-- START SOURCE EXTRACT --
No one can argue with the SNP’s astonishing success, sweeping Scotland with big swings and winning 56 of the nation’s 59 seats – up from just six at the previous general election.

The challenge is how to respond to the SNP, with the Union at great risk again. At the very least, surely it is time to start challenging its leader Nicola Sturgeon, rather than allow her to strike her phoney pose as anti-austerity warrior and victim of English cruelty? She may be charismatic, eloquent and a fine campaigner, but she should be examined as closely as any other politician – and when she is, her confident stance looks rather less convincing.

Yesterday, for instance, she insisted again that her starting point was for Scotland to stop being ignored. Yet this is palpable nonsense. The country provided the previous two prime ministers, along with many key Labour ministers and several leading lights in the Coalition. It has been given extensive devolution, then a second referendum on independence, as well as retaining long past its sell-by date a highly favourable spending settlement through the Barnett formula.
-- END SOURCE EXTRACT --
-- START GIVEN INFORMATION --
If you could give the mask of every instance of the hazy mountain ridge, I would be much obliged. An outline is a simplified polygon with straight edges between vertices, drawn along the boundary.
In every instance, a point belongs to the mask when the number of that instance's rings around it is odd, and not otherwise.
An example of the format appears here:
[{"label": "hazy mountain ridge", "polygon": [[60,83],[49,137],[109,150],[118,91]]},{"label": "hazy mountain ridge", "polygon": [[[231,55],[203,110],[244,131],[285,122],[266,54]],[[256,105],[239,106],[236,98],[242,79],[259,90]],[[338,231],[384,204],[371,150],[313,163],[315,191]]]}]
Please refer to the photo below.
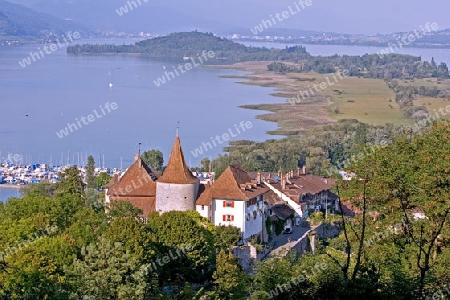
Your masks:
[{"label": "hazy mountain ridge", "polygon": [[0,0],[0,39],[11,37],[31,40],[51,39],[68,31],[78,31],[80,34],[89,32],[71,21]]}]

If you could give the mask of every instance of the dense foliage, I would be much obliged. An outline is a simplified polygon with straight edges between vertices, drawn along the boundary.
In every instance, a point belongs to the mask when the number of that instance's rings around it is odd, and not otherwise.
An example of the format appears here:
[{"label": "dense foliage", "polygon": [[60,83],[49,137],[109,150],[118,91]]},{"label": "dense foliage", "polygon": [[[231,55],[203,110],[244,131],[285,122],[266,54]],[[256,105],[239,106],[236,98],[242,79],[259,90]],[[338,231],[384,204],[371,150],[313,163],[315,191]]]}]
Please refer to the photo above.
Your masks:
[{"label": "dense foliage", "polygon": [[[361,143],[385,133],[340,126]],[[331,142],[337,132],[323,134]],[[272,257],[252,274],[230,254],[236,228],[215,227],[194,211],[155,213],[143,223],[128,202],[105,213],[88,202],[77,170],[68,169],[52,189],[31,186],[23,199],[0,206],[0,299],[445,296],[450,125],[393,138],[375,151],[351,151],[365,155],[344,166],[356,177],[339,181],[336,192],[360,213],[323,220],[341,234],[323,240],[315,254]]]}]

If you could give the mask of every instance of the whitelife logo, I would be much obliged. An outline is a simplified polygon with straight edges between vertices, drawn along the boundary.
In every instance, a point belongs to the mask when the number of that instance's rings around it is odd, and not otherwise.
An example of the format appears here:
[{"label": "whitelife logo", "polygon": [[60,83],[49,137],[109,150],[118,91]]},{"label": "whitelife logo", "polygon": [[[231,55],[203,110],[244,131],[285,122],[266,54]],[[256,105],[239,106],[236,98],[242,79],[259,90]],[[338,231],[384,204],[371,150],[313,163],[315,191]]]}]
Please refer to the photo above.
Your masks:
[{"label": "whitelife logo", "polygon": [[[73,132],[74,130],[78,130],[78,128],[81,128],[82,125],[80,123],[83,122],[84,125],[88,125],[89,123],[94,122],[97,119],[100,119],[101,117],[106,115],[105,109],[108,111],[108,113],[111,112],[111,110],[116,110],[119,106],[117,105],[116,102],[112,102],[111,104],[109,102],[106,102],[104,107],[102,107],[101,105],[99,105],[100,110],[102,111],[102,114],[99,114],[97,112],[97,109],[94,109],[94,114],[90,114],[88,115],[86,118],[85,117],[81,117],[80,120],[78,120],[78,118],[75,118],[76,124],[75,123],[67,123],[67,127],[65,127],[64,129],[61,129],[59,132],[56,132],[56,135],[62,139],[65,136],[69,135],[69,130],[70,132]],[[77,126],[78,124],[78,126]]]}]

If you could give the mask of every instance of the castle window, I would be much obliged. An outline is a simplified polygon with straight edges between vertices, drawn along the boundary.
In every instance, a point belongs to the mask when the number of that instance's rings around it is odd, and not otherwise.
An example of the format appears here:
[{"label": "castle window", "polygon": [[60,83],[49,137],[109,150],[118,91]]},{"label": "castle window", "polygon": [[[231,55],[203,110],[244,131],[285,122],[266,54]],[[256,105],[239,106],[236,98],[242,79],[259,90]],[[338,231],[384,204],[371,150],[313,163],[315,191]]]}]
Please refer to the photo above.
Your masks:
[{"label": "castle window", "polygon": [[223,215],[222,216],[222,220],[226,221],[226,222],[233,222],[234,221],[234,216],[233,215]]},{"label": "castle window", "polygon": [[233,208],[234,207],[234,201],[231,201],[231,200],[223,201],[223,207],[231,207],[231,208]]}]

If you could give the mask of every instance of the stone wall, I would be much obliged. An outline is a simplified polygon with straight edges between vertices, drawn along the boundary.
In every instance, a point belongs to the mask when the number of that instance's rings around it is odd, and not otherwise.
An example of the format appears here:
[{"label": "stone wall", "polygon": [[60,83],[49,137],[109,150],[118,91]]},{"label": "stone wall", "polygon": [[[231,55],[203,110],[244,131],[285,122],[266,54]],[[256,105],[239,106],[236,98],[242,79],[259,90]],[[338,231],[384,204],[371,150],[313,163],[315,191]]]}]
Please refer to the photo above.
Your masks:
[{"label": "stone wall", "polygon": [[156,211],[195,210],[195,200],[198,193],[198,183],[174,184],[156,183]]}]

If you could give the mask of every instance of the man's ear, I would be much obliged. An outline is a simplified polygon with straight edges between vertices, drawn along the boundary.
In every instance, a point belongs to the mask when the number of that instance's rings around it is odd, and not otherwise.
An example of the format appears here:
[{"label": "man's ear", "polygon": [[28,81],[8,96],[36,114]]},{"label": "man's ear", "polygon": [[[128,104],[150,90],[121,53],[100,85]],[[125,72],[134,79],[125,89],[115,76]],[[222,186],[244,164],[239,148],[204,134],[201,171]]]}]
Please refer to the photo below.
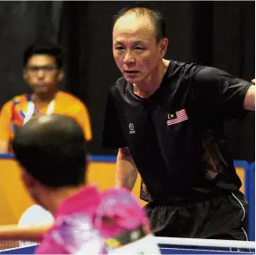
-- END GIVEN INFORMATION --
GIVEN EXERCISE =>
Could you extend the piece on the SNP and Nicola Sturgeon, picking up right after its final sentence?

ANSWER BELOW =>
Yes, the demands of Scottish voters must be met and there should be further devolution of powers in Britain’s strange, stuttering drift towards federalism. This should include full fiscal autonomy, which Sturgeon says she wants and would ensure Scots appreciate the costs of their better-resourced public services. But the flip side of this deal is to review the Barnett formula, intended as a short-term fix four decades ago for a sparsely populated nation and since disavowed even by its own inventor.

Without this there will be lingering resentment from English taxpayers helping pay for free Scottish prescriptions, tuition fees and social care. Why should Scots get 15 per cent more spent on them per person when despite pockets of grinding poverty much of their nation is prosperous – and when the South-west, for example, gets almost £2,000 less per head of population despite having among the country’s lowest wages in Cornwall?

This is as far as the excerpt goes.